_Passage:_
________________
Introduction
This article discusses access control in RDF graph stores. My interest in this topic arose after reading “What’s in a Pod? – A Knowledge Graph Interpretation for the Solid Ecosystem.”1 Although the article only briefly mentions access control mechanisms, the SOLID protocol itself is designed for the fine-grained access control required by its use cases, which sparked my interest. This contrasts with RDF graph stores, which are triple-oriented and utilize different access control mechanisms.
I was further motivated by a use case in asset management, which requires storing data about objects with varying security classifications. In some scenarios, a full overview of all objects is required, regardless of security classification, while in others (e.g., when a user without proper clearance accesses the data), security must be enforced by filtering out classified objects.
In this article, I will present the current security options in graph stores—focusing on Fuseki, the store I am most familiar with. I will compare them to relational databases to see if those are better suited for such use cases, briefly discuss research done in the Netherlands on the topic, and finally present an alternative approach for access control based on SHACL rules.
Access control in Fuseki
Fuseki uses Apache Shiro for role-based access control (RBAC), configured via a shiro.ini file. This provides security at both the dataset and graph levels.
________________
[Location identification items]
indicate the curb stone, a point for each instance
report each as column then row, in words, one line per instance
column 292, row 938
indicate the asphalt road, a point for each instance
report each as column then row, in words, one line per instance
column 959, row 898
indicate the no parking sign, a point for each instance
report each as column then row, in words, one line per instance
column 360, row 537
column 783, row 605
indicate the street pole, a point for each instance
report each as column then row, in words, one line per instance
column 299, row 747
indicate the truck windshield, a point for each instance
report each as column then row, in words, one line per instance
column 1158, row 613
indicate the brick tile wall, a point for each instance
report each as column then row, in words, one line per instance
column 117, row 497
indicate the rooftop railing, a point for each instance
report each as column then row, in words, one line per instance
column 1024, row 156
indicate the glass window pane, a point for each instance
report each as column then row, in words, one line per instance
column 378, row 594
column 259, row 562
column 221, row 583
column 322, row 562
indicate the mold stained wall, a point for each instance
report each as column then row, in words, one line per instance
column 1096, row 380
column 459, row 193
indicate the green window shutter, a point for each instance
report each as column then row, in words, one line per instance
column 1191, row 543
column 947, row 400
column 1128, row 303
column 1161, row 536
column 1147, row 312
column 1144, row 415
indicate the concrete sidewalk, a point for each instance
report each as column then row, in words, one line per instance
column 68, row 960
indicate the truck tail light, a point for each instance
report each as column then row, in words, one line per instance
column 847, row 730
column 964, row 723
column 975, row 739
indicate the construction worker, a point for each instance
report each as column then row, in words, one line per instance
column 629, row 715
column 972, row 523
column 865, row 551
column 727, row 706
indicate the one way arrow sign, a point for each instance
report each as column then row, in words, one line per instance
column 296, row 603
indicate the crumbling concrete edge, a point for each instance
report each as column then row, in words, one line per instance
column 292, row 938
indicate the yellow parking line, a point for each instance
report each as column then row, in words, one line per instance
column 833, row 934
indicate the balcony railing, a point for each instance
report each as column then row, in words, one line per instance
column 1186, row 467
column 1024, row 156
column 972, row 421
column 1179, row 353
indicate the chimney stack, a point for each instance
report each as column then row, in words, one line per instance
________________
_Exercise requirements:_
1. In the access control article, swap "relational databases" for "document databases" and write out the stretch from "In this article, I" through "and graph levels.".
2. Say whether each statement agrees with the access control article, answering yes or no and quoting the deciding words: (a) Fuseki relies on Apache Shiro for role-based access control. (b) RDF graph stores are described as document-oriented. (c) The asset management use case always calls for filtering out classified objects.

_Solutions below:_
1.
In this article, I will present the current security options in graph stores—focusing on Fuseki, the store I am most familiar with. I will compare them to document databases to see if those are better suited for such use cases, briefly discuss research done in the Netherlands on the topic, and finally present an alternative approach for access control based on SHACL rules.
Access control in Fuseki
Fuseki uses Apache Shiro for role-based access control (RBAC), configured via a shiro.ini file. This provides security at both the dataset and graph levels.

2.
(a) Yes: "Fuseki uses Apache Shiro for role-based access control (RBAC), configured via a shiro.ini file."
(b) No: "which are triple-oriented"
(c) No: "In some scenarios, a full overview of all objects is required, regardless of security classification"